■ ÉNONCÉ A ■
Extrayez chaque ligne des données ci-dessous qui contient le mot "unopened". Tenez compte des majuscules et des minuscules.

■ TEXTE FOURNI ■

* * * * * * * * *

Instaurer un minimum a depenser/allouer au centre de formation du club ? Je rejoins Bitch Bucannon sur ce point.
Harry
"ce qui est régulièrement le cas chez les épouses de joueurs" cela constitue un détournement évident avez-vous les chiffres concernant les joueurs français d'une part et étrangers d'autre part et à quels titres seraient-elles salariées des SASP ?
Sauf erreur vous avez oublié de préciser que le plafond de 10 M peut être dépassé de 100.000 euros par joueur figurant sur la liste des 30 protégés même s'il n'est pas sélectionné une seule fois (cf Fickou,FF,Parra …) dans la saison concernée ,plus l'astuce est grosse , mieux elle passe !
Tryphon
Merci pour cet article il pouvait même s'appeler "LE SALARY CAP POUR LES NULS".
J'ai mieux saisi les différentes problématiques.

* * * * * * * * *

■ LIGNES DE DONNÉES ■

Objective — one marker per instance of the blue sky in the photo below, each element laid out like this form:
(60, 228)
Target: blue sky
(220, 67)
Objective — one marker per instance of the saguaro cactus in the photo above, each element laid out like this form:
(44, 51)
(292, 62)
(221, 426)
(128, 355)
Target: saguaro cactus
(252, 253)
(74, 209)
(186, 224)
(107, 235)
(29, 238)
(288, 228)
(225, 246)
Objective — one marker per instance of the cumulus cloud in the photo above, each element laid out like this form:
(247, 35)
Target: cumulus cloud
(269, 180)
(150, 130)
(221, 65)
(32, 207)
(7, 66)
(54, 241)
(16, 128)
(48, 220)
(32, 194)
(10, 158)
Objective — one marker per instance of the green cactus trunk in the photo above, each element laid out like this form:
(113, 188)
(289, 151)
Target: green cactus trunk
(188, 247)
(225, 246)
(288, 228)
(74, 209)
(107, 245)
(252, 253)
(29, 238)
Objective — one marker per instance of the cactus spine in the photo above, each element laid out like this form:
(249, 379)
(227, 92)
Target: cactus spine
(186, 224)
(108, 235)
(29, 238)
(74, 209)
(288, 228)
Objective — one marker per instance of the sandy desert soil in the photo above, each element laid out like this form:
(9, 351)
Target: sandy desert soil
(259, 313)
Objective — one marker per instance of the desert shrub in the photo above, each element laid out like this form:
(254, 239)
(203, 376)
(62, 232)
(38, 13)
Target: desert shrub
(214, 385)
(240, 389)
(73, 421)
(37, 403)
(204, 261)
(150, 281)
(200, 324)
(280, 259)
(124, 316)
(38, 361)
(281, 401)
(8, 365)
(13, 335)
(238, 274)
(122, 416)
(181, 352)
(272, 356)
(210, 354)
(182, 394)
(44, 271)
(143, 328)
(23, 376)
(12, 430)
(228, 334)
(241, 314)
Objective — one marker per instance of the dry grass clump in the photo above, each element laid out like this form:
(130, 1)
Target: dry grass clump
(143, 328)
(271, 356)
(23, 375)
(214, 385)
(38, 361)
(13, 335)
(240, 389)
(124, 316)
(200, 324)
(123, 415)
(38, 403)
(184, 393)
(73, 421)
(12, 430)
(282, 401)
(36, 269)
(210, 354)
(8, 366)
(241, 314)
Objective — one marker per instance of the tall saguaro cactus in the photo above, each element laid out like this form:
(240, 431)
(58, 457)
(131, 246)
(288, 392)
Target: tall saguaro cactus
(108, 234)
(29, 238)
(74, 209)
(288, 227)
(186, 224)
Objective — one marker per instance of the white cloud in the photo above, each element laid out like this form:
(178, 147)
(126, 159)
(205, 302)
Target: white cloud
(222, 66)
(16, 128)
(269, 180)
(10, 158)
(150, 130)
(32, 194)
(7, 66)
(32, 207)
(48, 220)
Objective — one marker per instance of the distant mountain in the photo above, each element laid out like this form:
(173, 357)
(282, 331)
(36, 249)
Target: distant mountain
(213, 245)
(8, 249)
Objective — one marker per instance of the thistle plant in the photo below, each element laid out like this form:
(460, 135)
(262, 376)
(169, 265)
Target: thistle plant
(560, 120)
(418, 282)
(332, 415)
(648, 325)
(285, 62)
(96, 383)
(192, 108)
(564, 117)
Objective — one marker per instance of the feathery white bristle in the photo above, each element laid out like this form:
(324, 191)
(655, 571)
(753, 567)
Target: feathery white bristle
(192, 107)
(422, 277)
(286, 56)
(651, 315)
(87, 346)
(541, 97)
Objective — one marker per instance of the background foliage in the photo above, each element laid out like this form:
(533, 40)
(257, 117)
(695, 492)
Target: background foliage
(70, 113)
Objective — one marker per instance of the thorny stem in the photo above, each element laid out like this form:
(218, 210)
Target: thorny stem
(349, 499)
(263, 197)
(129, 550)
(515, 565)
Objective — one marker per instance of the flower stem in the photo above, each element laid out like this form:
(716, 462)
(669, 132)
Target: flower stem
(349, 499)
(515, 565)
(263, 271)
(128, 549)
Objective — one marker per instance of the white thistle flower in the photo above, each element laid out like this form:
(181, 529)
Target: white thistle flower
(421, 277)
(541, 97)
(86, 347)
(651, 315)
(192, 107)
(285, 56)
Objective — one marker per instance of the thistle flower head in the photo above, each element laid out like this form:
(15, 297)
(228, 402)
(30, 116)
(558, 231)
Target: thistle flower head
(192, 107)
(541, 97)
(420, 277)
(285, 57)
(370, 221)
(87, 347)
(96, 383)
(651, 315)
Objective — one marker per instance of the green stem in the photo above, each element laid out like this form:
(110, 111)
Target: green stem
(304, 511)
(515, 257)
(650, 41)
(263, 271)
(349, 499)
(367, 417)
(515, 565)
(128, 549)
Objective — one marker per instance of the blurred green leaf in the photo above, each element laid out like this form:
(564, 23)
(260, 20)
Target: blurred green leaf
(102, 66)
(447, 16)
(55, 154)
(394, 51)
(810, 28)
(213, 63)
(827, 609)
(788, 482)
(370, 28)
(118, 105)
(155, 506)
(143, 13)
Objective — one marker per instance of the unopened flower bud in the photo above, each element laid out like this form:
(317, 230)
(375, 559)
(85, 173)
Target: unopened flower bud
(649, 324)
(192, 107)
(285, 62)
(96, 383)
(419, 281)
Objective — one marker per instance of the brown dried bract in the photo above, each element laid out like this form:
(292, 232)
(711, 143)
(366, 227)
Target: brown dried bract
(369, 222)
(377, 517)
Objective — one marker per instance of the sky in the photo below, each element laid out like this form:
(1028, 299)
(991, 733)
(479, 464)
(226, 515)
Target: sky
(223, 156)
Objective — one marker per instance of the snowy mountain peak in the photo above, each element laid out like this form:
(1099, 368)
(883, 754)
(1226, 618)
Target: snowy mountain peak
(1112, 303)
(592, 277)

* * * * * * * * *

■ ÉNONCÉ B ■
Recopiez tel quel le passage du texte sur le salary cap qui va de "Sauf erreur vous" à "les différentes problématiques.".

■ CORRIGÉ A ■
Objective — one marker per instance of the unopened flower bud in the photo above, each element laid out like this form:
Target: unopened flower bud

■ CORRIGÉ B ■
Sauf erreur vous avez oublié de préciser que le plafond de 10 M peut être dépassé de 100.000 euros par joueur figurant sur la liste des 30 protégés même s'il n'est pas sélectionné une seule fois (cf Fickou,FF,Parra …) dans la saison concernée ,plus l'astuce est grosse , mieux elle passe !
Tryphon
Merci pour cet article il pouvait même s'appeler "LE SALARY CAP POUR LES NULS".
J'ai mieux saisi les différentes problématiques.